Response to Reviewers

11/2/2020

Dear Dr. Crivelleri:

Re: PONE-D-19-35790 entitled “Genetic relatedness of serial rectal isolates of Acinetobacter baumannii in an adult intensive care unit of a tertiary hospital in Kuwait”

Thank you for forwarding the reviewers’ comments and your comments. My responses are as below.

ACADEMIC EDITOR:

• Dear Authors, I was in doubt for my decision, because there are many criticisms to correct.

• There are conflicts between the reviews, actually I think the reviewers are expressing the same concepts; the weak statistical method doesn't permit this manuscript to be accepted as it is. It needs a very accurate revision to be published.

• Please shorten introduction, materials and methods. Answer to all the criticism moved by the reviewers in order to make the manuscript ready for publication.

Thank you for your decision to invite a revised manuscript in spite of many comments from the reviewers. We have made extraordinary efforts to answer the comments including shortening the Introduction and Materials & Methods.

Reviewer #1:

The manuscript describes the molecular typing analysis of Acinetobacter baumannii isolates from a Kuwaitian hospital. It is well written in most parts and could be interesting for the readers of PLOS One. However, due to undeniable weaknesses in methodological procedures and data interpretation, it cannot be accepted for publication in its current form.

Major comments:

- the introduction is overlong and should be shortened. This can be easily done by a less detailed explanation of the different typing methods.

Introduction is much shortened now (L39-L74).

- the material and methods part is overlong and could easily be shortened by using citations (e.g. description of MLST).

Materials and Methods section is much shortened now (L76-L157).

- line 50: nowadays, I would not agree that PFGE is still the gold standard. Since NGS-based typing has become widespread in many countries and as this technique has a at least equivalent or in most cases higher discriminatory power, it should be named as the gold standard. However, no consensus criteria for e.g. cgMLST exist, what is the advantage of PFGE (Tenover criteria).

This statement is modified now (L50).

- line 52: This is not correct. PFGE has a high discriminatory power, even for isolates from different geographic regions. The real problem is, that PFGE results are not comparable from one laboratory to another due to technical variations. But one single laboratory could easily compare isolates from different regions. This has to be changed.

This statement is changed now (L50-L52).

- the authors did not use the Tenover criteria for outbreak investigation by PFGE. I of course know that the Tenover criteria should be used only for isolates within defined time periods, but it would be interesting to know if and how the results change when interpreted with these consensus criteria. This must be done.

We did not investigate outbreak in our study. However, we used Tenover criteria, in addition, to interpret the relatedness of isolates (L119-L120; Table 2; L196-L197; L258-L260).

EXERCISE 1
List every line reference marked with "L" that the authors give in their replies in the response letter.
EXERCISE 2
What manuscript number does the response letter give?
You won't need the data items for these tasks.

[Data items]
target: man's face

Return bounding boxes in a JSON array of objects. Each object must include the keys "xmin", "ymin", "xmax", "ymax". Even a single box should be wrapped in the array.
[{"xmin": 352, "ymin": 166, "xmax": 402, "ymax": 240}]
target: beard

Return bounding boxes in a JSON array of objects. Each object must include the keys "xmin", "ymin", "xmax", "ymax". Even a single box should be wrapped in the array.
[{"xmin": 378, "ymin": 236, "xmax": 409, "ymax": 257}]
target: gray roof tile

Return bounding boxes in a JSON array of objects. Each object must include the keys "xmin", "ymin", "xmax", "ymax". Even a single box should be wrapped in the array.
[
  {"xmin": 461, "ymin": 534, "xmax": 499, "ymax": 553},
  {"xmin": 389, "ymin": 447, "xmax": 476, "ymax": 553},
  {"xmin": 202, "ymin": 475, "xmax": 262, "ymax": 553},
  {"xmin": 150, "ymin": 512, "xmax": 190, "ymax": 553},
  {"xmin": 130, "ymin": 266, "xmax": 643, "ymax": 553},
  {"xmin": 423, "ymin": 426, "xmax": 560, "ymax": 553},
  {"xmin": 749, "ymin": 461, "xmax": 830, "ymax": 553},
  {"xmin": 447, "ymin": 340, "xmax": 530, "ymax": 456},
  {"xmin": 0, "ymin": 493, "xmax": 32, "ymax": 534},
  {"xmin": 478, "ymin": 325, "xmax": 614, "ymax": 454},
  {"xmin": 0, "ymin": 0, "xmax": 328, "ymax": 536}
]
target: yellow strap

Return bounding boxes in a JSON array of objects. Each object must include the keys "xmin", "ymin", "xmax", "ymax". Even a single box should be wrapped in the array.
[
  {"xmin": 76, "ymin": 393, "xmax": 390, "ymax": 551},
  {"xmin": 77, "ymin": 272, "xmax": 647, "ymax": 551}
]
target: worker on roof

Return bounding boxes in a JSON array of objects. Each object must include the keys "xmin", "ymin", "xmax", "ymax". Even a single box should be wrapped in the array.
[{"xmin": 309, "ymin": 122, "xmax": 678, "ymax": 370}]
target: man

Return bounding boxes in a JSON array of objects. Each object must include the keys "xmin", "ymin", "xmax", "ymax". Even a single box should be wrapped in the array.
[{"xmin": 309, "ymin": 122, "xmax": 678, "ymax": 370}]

OUTPUT 1
L39-L74, L76-L157, L50, L50-L52, L119-L120, L196-L197, L258-L260

OUTPUT 2
PONE-D-19-35790